To do: Write out the lines from the one containing "Query: contrail" through the end of the lines, reproducing each one precisely.

Dataset content:
____
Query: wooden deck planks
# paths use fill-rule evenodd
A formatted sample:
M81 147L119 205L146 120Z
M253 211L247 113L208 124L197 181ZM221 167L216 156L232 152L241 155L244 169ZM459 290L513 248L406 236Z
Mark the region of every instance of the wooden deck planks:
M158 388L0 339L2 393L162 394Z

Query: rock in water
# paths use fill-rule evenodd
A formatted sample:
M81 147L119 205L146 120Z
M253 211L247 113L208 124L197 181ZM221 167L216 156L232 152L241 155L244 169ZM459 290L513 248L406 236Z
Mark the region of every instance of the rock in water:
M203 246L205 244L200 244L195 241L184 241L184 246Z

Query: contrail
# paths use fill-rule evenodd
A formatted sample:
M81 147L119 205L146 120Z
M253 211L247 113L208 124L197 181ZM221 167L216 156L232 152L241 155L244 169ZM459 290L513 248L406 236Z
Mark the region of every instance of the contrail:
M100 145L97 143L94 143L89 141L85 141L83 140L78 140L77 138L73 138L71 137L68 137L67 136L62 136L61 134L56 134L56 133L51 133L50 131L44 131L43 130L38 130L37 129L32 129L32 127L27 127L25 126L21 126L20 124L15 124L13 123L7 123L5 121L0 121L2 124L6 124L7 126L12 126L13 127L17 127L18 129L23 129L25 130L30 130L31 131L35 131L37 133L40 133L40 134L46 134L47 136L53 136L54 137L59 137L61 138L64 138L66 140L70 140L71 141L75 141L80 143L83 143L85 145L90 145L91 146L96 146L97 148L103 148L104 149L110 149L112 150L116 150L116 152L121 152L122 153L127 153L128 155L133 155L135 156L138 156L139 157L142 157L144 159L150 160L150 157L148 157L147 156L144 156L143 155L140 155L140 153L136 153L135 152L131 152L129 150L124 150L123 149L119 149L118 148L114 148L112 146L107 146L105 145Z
____
The reply:
Query: contrail
# paths use fill-rule evenodd
A formatted sample:
M81 147L119 205L146 120Z
M253 211L247 113L208 124L197 181ZM221 167L216 156L232 152L241 155L244 169ZM459 290L513 248L406 236Z
Mark the region of every instance of the contrail:
M100 145L97 143L94 143L89 141L85 141L83 140L78 140L77 138L73 138L71 137L68 137L67 136L62 136L61 134L56 134L56 133L51 133L50 131L44 131L43 130L38 130L37 129L32 129L32 127L27 127L25 126L21 126L20 124L15 124L13 123L7 123L5 121L0 121L2 124L6 124L7 126L12 126L13 127L17 127L18 129L23 129L25 130L30 130L31 131L35 131L37 133L40 133L40 134L46 134L47 136L53 136L54 137L59 137L61 138L64 138L66 140L70 140L71 141L75 141L80 143L83 143L85 145L90 145L91 146L96 146L97 148L103 148L104 149L110 149L112 150L116 150L116 152L121 152L122 153L127 153L128 155L133 155L135 156L138 156L139 157L142 157L144 159L150 160L150 157L148 157L147 156L144 156L143 155L140 155L140 153L136 153L135 152L131 152L129 150L124 150L123 149L119 149L118 148L114 148L112 146L107 146L105 145Z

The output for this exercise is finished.